╭─ Input data

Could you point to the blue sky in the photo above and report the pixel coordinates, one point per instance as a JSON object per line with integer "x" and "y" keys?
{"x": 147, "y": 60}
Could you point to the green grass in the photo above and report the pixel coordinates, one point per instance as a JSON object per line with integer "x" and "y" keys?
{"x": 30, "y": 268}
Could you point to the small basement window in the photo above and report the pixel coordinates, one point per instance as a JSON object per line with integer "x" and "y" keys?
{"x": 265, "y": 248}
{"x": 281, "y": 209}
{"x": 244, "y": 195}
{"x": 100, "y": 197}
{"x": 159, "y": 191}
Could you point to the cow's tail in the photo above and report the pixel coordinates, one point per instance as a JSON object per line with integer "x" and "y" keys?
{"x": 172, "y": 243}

╰─
╭─ Input data

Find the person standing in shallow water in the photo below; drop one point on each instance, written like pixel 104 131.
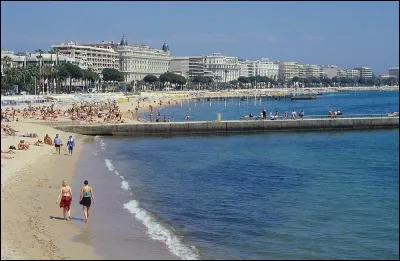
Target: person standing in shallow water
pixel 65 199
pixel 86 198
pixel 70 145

╰─
╭─ Input data

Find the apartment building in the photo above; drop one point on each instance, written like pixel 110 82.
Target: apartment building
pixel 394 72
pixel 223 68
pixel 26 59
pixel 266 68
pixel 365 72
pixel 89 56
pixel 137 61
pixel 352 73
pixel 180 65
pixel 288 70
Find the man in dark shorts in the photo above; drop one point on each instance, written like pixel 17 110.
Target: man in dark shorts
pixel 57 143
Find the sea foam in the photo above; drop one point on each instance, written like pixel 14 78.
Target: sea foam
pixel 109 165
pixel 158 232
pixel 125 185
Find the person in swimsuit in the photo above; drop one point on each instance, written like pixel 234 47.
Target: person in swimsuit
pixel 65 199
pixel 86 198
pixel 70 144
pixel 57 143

╰─

[Work item] Scan the material above for the string "written", returning each line that contains it.

[Exercise response]
Find the person standing in shallow water in the photo below; drop one point on each instance, written like pixel 104 131.
Find the apartment building in the photo above; drop one point on each instance, written like pixel 110 82.
Find the man in dark shorts in the photo above; drop one point on each instance, written like pixel 17 110.
Find the sea foam in the photo above; drop one point on each instance, written like pixel 14 78.
Find the person in swimsuit in the photo above; drop one point on each instance, written like pixel 234 47.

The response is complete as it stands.